Go through the material underneath and show every line where the string "building" occurs.

──────── DATA FOR THIS TASK ────────

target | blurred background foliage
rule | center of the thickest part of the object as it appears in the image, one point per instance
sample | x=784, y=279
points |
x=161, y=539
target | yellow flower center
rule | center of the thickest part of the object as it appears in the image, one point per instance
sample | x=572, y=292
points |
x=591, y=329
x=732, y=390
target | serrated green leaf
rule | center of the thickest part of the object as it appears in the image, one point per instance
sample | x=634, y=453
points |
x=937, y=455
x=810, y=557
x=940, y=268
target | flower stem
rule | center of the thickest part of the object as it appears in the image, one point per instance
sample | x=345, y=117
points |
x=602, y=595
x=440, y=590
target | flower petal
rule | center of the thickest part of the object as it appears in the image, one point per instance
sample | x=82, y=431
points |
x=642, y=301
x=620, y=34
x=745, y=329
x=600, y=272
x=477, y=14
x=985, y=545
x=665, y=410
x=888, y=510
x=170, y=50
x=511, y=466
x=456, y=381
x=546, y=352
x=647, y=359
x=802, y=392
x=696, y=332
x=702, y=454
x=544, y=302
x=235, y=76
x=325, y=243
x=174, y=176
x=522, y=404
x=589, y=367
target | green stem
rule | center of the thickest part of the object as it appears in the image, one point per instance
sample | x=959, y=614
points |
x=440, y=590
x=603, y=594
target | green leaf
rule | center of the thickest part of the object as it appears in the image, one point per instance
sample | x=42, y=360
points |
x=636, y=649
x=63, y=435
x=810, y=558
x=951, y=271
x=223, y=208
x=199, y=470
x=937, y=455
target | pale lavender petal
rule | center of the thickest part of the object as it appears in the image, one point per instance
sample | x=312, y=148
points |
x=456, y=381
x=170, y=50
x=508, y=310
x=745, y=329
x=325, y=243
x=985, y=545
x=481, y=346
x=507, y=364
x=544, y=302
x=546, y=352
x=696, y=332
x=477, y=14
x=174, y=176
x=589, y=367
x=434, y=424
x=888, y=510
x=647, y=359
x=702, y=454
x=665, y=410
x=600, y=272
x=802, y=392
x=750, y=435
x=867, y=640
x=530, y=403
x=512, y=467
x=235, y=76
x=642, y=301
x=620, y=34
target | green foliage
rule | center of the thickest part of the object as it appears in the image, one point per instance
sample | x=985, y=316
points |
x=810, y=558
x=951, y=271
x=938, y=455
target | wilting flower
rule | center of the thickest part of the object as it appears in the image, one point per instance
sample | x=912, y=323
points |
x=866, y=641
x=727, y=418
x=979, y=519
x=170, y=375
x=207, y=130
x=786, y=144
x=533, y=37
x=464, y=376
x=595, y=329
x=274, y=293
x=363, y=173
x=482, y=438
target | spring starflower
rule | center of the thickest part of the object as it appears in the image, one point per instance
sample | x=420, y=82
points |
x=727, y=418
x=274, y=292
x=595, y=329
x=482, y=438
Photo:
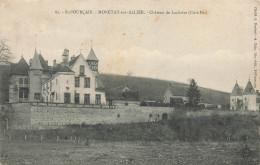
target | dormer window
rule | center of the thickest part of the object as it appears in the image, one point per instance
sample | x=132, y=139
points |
x=82, y=70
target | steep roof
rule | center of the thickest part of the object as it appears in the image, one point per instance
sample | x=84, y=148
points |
x=43, y=62
x=36, y=64
x=236, y=91
x=66, y=52
x=60, y=68
x=72, y=62
x=249, y=90
x=92, y=56
x=21, y=68
x=176, y=91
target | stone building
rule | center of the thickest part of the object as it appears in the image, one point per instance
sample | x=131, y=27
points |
x=75, y=81
x=72, y=81
x=176, y=94
x=249, y=99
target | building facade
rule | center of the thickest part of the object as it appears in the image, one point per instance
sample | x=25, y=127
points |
x=249, y=99
x=72, y=81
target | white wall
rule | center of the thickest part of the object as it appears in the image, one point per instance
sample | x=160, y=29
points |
x=88, y=73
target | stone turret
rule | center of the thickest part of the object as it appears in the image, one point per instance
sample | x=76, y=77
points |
x=236, y=98
x=35, y=75
x=92, y=61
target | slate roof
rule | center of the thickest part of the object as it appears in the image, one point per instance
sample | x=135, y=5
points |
x=21, y=68
x=36, y=64
x=72, y=62
x=249, y=90
x=60, y=68
x=66, y=52
x=236, y=91
x=176, y=91
x=92, y=56
x=43, y=63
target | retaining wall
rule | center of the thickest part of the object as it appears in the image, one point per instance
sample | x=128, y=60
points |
x=26, y=116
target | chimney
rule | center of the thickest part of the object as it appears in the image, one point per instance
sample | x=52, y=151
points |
x=65, y=57
x=72, y=58
x=54, y=63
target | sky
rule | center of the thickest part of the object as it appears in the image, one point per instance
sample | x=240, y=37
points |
x=215, y=49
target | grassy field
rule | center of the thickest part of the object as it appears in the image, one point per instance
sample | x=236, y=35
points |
x=214, y=139
x=138, y=152
x=153, y=89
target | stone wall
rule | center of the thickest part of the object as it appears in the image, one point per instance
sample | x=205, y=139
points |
x=26, y=116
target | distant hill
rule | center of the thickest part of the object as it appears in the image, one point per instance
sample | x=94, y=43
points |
x=153, y=89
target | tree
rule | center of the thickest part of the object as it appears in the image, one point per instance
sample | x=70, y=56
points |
x=5, y=52
x=193, y=94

────────

RESPONSE TO THE TASK.
target | stone building
target | building facade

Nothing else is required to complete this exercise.